INSTRUCTION :: Show each line below that contains the word "white", copying those lines in full.

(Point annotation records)
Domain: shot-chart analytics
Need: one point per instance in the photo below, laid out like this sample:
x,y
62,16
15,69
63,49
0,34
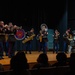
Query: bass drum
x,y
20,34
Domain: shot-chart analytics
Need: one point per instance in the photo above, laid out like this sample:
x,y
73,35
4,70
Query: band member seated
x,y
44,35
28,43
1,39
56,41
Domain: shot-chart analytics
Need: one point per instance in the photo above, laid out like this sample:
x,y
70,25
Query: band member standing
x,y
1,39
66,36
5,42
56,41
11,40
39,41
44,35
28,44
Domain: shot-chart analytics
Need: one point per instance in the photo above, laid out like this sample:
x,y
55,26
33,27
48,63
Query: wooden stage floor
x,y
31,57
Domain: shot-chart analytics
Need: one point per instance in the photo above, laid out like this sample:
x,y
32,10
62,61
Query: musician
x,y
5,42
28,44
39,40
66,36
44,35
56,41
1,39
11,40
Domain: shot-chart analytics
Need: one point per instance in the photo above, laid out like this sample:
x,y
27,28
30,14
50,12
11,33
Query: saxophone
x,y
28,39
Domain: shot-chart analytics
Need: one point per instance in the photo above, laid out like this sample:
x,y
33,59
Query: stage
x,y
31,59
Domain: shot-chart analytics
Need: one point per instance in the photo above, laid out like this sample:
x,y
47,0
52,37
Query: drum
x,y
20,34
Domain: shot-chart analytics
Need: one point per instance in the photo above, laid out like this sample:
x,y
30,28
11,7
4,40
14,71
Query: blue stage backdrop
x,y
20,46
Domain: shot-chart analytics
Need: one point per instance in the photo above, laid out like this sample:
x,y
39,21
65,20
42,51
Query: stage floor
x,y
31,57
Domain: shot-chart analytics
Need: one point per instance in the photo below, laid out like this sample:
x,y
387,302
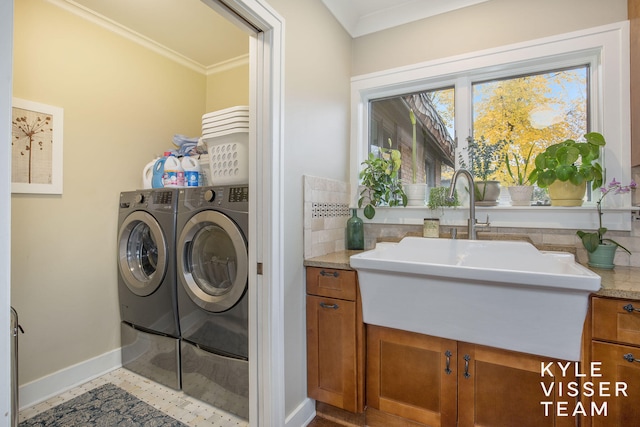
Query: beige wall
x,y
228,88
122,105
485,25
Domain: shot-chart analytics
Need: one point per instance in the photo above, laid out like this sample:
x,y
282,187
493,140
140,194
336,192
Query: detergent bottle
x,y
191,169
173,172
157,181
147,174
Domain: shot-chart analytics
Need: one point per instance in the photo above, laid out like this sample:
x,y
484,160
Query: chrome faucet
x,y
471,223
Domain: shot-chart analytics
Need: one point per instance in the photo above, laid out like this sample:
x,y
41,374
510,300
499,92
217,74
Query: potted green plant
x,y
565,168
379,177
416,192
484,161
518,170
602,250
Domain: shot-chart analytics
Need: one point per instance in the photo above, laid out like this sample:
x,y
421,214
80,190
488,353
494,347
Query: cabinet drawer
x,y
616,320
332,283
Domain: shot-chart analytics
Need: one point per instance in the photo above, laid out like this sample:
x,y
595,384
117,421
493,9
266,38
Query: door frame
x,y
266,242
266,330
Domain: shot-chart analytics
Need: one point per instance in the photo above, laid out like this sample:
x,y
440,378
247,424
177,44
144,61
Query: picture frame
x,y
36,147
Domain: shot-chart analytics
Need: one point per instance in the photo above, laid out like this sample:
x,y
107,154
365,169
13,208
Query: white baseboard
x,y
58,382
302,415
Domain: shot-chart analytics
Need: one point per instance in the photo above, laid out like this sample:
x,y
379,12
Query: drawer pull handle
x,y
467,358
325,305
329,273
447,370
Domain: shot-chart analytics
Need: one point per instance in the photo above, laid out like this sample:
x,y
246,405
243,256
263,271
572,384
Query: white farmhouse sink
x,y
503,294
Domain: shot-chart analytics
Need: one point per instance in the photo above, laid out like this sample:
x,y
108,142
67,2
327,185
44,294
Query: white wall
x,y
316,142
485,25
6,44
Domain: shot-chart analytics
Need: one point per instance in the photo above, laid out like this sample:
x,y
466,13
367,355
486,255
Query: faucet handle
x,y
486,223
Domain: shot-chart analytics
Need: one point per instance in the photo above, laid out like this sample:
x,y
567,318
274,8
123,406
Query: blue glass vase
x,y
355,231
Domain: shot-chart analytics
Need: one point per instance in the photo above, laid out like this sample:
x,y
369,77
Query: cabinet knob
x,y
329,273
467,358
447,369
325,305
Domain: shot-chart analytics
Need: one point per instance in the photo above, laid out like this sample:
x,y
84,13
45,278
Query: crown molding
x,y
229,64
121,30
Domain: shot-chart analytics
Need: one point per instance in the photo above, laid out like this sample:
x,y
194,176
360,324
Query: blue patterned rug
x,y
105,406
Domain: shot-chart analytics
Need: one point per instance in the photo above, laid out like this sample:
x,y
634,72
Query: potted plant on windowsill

SOLUTION FOR THIS PROBLEM ::
Query: white baseboard
Query: white farmhouse sink
Query: white wall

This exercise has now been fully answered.